◆ TASK LIST:
1. List the measures that the article on health screenings says a basic screening covers.
2. From the article on health screenings, return everything from "Ultimately, basic health" down to "individual employee experience.".
3. Answer these questions using the article on health screenings:
(a) In the diabetes example, which two measures can the employer screen for?
(b) How often can those enrolled in the mental health initiative be given the opportunity to complete a screening?
(c) Which two words does the article call the key words in the claim that basic screening programs are dead?

◆ TEXT PROVIDED:
**********

Are health screenings six feet under?
With the movement away from traditional wellness to a more holistic approach to employee well-being, are health screenings dead?
Well, the answer is yes and no.
HR and Benefits professionals are very aware of a shift in the employee wellness industry towards addressing all aspects of employee health. Services promoting mental health and financial health are becoming more and more popular as employee benefits, along with specialty healthcare solutions like genetic testing and pharmacy cost-savings plans. The topics of industry tradeshows and webinars have shifted from physical wellness to social determinants of health, and now, more than ever, employers are viewing these comprehensive well-being benefits as mandatory for obtaining and retaining talent.
So, it seems like your basic biometric health screening programs that only focus on physical health are dead and gone, right?
Yes, but the key words there are “basic” and “only.”
Health screenings open the door for other health improvement opportunities and well-being programs.
The days of offering a 1-time screening event as the only wellness initiative are gone, but that’s not to say health screenings have no value. Biometric health screenings have evolved to become what employers should use as the jumping-off point for all other well-being offerings. Instead of simply offering a basic screening of height, weight, BMI, blood pressure, glucose, and cholesterol measures, additional testing can be added to get the right people into the right auxiliary programs.
For example, one employer has a program to help those with diabetes manage their condition and obtain diabetes-related medications and supplies at a reduced cost. Instead of broadcasting this offering to everyone, the employer can screen for fasting glucose and hemoglobin A1c. Then, those with results in a diabetes range can be given more information on the diabetes management program. If the employer also has a diabetes prevention program, those with results in a prediabetes range can be encouraged to participate in that program.
Another employer has a mental health solution. It is widely regarded that chronic health conditions and mental health issues go hand-in-hand. Instead of offering screenings separate from a mental health solution, the employer can often find value in encouraging those at risk for—or actively dealing with—cardiovascular disease or diabetes more heavily to participate in the mental health initiative. Likewise, those who are enrolled in the mental health initiative can then be given the opportunity to complete a screening once every quarter or twice a year (instead of just annually) to actively monitor physical health and prevent issues from becoming chronic conditions.
Where do we go from here?
Ultimately, basic health screenings that do not link participants to next steps for maintaining or improving their health are a thing of the past. But that doesn’t mean screenings should go by the wayside. In fact, insights from screenings can enhance other employee wellness and well-being programs. The key is to incorporate screenings into those programs in ways that make screening data an integral part of the individual employee experience.

**********

Saved entries
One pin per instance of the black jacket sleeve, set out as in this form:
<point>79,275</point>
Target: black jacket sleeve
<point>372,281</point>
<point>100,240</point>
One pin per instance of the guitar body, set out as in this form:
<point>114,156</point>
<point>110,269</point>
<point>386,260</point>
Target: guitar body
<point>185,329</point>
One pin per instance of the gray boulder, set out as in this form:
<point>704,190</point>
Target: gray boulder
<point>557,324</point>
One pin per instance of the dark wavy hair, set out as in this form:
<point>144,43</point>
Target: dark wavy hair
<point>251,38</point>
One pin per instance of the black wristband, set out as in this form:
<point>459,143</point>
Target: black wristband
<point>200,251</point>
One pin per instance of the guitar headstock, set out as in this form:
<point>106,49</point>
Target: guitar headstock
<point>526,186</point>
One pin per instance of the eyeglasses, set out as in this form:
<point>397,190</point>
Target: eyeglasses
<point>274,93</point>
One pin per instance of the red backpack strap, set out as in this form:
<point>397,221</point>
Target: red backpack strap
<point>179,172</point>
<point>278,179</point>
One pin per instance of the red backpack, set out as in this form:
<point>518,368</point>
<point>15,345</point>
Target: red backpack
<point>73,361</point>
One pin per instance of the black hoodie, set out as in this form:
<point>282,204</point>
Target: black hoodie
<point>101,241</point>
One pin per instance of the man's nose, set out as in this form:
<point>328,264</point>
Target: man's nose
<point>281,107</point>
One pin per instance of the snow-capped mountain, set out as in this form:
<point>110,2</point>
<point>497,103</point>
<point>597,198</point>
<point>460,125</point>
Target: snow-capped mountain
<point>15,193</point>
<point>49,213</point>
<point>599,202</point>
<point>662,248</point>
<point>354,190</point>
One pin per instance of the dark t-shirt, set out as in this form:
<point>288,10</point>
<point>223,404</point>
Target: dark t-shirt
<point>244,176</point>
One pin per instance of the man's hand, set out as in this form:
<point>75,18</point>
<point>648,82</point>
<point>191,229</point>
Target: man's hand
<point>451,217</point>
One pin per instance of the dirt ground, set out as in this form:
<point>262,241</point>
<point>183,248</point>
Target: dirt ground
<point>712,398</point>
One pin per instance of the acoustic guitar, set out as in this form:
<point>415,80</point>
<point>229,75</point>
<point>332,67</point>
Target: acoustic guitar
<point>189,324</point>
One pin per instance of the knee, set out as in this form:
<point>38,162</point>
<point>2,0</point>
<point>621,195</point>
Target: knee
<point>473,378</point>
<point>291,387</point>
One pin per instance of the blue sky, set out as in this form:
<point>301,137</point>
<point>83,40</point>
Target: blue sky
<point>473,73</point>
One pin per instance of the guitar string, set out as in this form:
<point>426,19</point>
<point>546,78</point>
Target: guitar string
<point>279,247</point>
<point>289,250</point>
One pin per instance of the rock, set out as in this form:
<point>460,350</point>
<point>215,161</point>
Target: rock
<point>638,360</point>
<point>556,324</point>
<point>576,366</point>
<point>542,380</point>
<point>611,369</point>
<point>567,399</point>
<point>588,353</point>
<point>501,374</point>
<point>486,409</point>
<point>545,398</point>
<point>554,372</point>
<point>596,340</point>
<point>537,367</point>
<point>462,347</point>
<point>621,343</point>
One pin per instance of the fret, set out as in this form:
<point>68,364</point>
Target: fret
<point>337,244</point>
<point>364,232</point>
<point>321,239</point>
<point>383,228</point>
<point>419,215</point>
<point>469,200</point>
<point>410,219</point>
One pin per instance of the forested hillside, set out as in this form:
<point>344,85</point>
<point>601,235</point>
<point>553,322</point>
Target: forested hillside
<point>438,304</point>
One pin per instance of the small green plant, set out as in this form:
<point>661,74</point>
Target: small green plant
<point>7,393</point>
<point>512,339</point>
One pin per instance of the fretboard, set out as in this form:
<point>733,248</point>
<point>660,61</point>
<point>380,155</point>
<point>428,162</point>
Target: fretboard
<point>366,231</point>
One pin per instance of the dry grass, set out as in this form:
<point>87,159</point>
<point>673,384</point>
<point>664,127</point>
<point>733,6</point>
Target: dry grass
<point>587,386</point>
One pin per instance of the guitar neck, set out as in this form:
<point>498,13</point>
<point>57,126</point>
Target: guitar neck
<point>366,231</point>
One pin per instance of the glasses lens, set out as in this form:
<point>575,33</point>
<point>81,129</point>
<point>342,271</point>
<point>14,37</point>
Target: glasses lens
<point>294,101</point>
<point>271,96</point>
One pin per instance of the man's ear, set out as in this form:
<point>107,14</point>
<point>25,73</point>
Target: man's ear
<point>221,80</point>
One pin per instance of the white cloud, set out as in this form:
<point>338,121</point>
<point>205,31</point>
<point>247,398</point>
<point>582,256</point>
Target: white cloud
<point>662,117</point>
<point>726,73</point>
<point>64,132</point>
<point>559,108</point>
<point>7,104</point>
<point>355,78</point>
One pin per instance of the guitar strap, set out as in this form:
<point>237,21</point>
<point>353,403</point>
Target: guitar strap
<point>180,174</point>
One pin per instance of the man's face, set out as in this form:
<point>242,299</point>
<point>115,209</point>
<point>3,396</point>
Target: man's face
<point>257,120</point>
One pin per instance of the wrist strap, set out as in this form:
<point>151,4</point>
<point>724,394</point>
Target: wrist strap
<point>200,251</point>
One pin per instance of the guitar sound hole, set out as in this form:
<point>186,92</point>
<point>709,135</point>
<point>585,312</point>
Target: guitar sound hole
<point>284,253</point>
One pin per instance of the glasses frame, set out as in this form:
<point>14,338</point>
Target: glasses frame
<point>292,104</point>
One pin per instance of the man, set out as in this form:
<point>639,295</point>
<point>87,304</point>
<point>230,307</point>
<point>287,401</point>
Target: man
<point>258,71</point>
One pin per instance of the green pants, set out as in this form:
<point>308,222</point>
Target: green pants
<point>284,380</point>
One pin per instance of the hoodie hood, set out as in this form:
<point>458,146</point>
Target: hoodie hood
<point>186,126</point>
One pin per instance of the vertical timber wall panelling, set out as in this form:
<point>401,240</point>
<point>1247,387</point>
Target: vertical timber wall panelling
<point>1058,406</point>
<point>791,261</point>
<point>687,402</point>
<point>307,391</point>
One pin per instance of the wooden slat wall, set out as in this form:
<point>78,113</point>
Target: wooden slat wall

**********

◆ ANSWERS TO THE TASKS:
1. height, weight, BMI, blood pressure, glucose, cholesterol

2.
Ultimately, basic health screenings that do not link participants to next steps for maintaining or improving their health are a thing of the past. But that doesn’t mean screenings should go by the wayside. In fact, insights from screenings can enhance other employee wellness and well-being programs. The key is to incorporate screenings into those programs in ways that make screening data an integral part of the individual employee experience.

3.
(a) Fasting glucose and hemoglobin A1c.
(b) Once every quarter or twice a year.
(c) "Basic" and "only."